Data for processing START

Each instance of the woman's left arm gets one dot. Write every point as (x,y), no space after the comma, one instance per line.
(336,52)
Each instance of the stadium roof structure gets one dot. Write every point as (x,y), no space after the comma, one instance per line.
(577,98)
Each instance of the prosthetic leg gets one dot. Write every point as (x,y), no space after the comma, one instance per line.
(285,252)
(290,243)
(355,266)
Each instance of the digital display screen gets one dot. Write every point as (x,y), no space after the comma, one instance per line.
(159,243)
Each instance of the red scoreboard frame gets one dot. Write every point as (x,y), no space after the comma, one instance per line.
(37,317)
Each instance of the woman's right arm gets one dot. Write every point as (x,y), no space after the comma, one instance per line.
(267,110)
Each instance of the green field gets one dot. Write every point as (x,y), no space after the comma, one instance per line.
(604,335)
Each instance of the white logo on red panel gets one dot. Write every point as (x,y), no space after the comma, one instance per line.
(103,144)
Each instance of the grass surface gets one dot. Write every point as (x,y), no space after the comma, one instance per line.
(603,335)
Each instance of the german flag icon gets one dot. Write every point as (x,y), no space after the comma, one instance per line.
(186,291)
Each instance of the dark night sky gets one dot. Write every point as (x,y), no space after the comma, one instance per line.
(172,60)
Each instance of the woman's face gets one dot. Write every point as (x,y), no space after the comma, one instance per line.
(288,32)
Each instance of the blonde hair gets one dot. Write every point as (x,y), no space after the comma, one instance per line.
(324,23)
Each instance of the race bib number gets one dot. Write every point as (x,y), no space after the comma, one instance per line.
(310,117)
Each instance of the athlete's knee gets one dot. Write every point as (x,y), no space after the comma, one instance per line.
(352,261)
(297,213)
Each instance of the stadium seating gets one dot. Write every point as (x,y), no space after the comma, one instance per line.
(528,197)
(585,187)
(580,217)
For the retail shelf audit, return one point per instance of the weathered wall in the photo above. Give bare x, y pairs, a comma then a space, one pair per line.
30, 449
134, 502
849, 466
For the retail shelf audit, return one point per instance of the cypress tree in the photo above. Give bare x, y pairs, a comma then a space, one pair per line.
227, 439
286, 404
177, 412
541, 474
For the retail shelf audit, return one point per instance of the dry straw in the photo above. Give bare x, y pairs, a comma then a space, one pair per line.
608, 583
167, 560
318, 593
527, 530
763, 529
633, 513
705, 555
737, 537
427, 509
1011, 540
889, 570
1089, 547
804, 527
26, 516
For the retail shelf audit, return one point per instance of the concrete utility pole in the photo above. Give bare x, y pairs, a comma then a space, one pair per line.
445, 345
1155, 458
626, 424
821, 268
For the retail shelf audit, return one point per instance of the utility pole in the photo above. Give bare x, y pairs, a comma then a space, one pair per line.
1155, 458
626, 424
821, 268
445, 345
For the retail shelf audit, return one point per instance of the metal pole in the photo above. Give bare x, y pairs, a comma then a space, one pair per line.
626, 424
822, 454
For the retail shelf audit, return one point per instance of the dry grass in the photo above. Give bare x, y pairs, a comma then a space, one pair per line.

Data for processing END

• [What to work on]: Copy exactly the lines from the one with "of the cypress" down to the last line of the records above, and leave out everything else.

• [Result]:
For the retail shelf audit, return one point per instance of the cypress tree in the photo above. Give bare x, y pairs, a comma then a space, one pair per line.
227, 439
286, 404
177, 412
541, 474
For the retail shelf audit, return one point per instance of the dry straw in the photo above. Give bare x, y pairs, a comma then a space, one pair per line.
608, 583
167, 560
318, 593
527, 530
763, 529
633, 513
705, 555
737, 537
427, 509
1011, 540
889, 570
1089, 547
804, 527
26, 516
For the retail shelf audit, return one point per instance of the concrete utility pole in the photo above. Give bare x, y pairs, a comma then a space, one pair per line.
445, 345
1155, 458
626, 424
821, 268
For the retail shelf audit, return one point per instance of the utility pole in the photo above. Give bare x, y pairs, a comma then a space, one pair per line.
1155, 458
626, 424
821, 268
445, 345
For the retail shelf audit, return one point per instance of the metal pole in the photo above. Give bare x, y pairs, a comma then a space, one pair per line.
626, 424
822, 454
For the retail shelf audit, return one point per instance of the dry grass in the photo above. Give bare x, y pairs, a comma then a space, one pair per line.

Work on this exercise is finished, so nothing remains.